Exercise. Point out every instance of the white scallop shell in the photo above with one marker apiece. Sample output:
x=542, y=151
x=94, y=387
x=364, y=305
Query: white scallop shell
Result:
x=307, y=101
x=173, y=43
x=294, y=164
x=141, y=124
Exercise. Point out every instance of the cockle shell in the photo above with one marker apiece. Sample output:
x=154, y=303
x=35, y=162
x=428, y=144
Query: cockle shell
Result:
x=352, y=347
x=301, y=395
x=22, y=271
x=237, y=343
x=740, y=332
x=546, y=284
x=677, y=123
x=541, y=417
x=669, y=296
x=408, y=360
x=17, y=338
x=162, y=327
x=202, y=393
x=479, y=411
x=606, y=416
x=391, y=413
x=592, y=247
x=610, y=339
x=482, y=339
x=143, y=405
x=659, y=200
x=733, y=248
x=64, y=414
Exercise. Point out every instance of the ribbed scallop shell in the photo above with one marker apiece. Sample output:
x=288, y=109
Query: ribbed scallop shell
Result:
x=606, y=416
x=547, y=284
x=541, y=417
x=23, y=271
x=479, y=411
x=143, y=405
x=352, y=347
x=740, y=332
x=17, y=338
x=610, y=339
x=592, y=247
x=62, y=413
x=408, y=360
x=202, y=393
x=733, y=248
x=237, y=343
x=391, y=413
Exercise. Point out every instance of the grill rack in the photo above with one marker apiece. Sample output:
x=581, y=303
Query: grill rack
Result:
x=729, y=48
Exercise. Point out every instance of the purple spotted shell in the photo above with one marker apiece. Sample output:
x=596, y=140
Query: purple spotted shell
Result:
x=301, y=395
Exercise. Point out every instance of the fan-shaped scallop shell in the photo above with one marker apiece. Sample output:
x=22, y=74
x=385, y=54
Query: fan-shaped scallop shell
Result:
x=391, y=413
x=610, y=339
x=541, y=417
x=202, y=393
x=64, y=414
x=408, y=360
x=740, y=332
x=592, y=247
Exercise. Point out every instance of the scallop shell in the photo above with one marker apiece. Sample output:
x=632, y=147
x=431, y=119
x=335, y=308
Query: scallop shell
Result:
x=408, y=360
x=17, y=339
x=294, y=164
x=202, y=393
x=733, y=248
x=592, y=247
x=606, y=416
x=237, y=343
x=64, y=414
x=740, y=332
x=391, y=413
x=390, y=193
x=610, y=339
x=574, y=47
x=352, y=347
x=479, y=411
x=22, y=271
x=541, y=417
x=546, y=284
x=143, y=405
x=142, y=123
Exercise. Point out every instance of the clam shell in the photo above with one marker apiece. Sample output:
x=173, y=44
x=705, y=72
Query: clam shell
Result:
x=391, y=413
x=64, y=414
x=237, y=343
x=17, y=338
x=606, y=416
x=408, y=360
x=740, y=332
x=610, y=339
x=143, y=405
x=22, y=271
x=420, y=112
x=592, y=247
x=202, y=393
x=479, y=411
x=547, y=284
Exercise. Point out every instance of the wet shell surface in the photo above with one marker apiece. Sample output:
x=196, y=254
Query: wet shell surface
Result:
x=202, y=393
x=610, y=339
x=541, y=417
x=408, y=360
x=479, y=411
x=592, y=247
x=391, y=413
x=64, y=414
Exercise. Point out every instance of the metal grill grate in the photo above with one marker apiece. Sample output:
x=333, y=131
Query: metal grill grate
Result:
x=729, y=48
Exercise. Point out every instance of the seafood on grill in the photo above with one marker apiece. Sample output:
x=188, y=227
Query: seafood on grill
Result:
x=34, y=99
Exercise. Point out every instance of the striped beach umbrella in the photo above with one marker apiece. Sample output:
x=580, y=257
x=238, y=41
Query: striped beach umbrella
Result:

Exercise details:
Reproduce the listing above word for word, from its first line through its last.

Solved exercise:
Exercise. Point out every instance of the white scallop shell in the photo above with one marker apiece. Sample output:
x=542, y=151
x=94, y=387
x=364, y=305
Query: white scallop shell
Result:
x=307, y=101
x=173, y=43
x=294, y=164
x=141, y=124
Exercise. Point out every instance of the cockle shell in the photo above with one marker apiece. Sample output:
x=154, y=303
x=35, y=162
x=428, y=144
Query: cockle shell
Result:
x=352, y=347
x=301, y=395
x=22, y=271
x=237, y=343
x=740, y=332
x=546, y=284
x=677, y=123
x=541, y=417
x=669, y=296
x=408, y=360
x=17, y=338
x=162, y=327
x=202, y=393
x=479, y=411
x=606, y=416
x=391, y=413
x=592, y=247
x=610, y=339
x=482, y=339
x=143, y=405
x=659, y=200
x=733, y=248
x=64, y=414
Exercise. Point out every instance of the ribbed scallop shell in the photo above with one marker apiece. Sample output:
x=288, y=109
Query: ribbed scallop shell
Result:
x=606, y=416
x=547, y=284
x=541, y=417
x=23, y=271
x=479, y=411
x=143, y=405
x=352, y=347
x=740, y=332
x=17, y=338
x=610, y=339
x=592, y=247
x=62, y=413
x=408, y=360
x=202, y=393
x=733, y=248
x=237, y=343
x=391, y=413
Exercise. Point out every instance of the grill rack in the photo above with one marker apiece. Sample output:
x=581, y=303
Query: grill rack
Result:
x=729, y=48
Exercise. Point out every instance of the purple spotted shell in the photo above with one marker apiece. Sample output:
x=596, y=140
Query: purple spotted shell
Result:
x=301, y=395
Exercise. Point out every instance of the fan-shaped scallop shell in the photo above with one marker apiece. Sample output:
x=22, y=74
x=385, y=54
Query: fan-shaped scallop shell
Result:
x=391, y=413
x=610, y=339
x=541, y=417
x=202, y=393
x=64, y=414
x=408, y=360
x=740, y=332
x=592, y=247
Exercise. Point out every instance of the scallop shell in the photo above with one marker apiece. Sample output:
x=632, y=147
x=431, y=119
x=335, y=308
Query: scallop shell
Result:
x=408, y=360
x=17, y=339
x=294, y=164
x=202, y=393
x=733, y=248
x=592, y=247
x=606, y=416
x=237, y=343
x=64, y=414
x=740, y=332
x=391, y=413
x=390, y=193
x=610, y=339
x=574, y=47
x=352, y=347
x=479, y=411
x=22, y=271
x=541, y=417
x=546, y=284
x=143, y=405
x=142, y=123
Exercise. Point out every instance of the clam shell in the photo above with one marker apiece. Sample output:
x=173, y=44
x=705, y=72
Query: clam shell
Result:
x=391, y=413
x=64, y=414
x=237, y=343
x=17, y=338
x=606, y=416
x=408, y=360
x=740, y=332
x=610, y=339
x=143, y=405
x=22, y=271
x=420, y=112
x=592, y=247
x=202, y=393
x=479, y=411
x=547, y=284
Exercise. Point out every instance of the wet shell surface in the photo above with one marker apiece. Sample output:
x=196, y=254
Query: wet shell surface
Result:
x=202, y=393
x=610, y=339
x=541, y=417
x=408, y=360
x=479, y=411
x=592, y=247
x=391, y=413
x=64, y=414
Exercise. Point out every instance of the metal grill grate in the photo above with one marker apiece. Sample output:
x=333, y=131
Query: metal grill grate
Result:
x=729, y=48
Exercise. Point out every instance of the seafood on grill in the photo above with one marker apiece. Sample output:
x=188, y=227
Query: seafood on grill
Result:
x=34, y=99
Exercise. Point out every instance of the striped beach umbrella in the photo above with one marker apiece. Sample output:
x=580, y=257
x=238, y=41
Query: striped beach umbrella
Result:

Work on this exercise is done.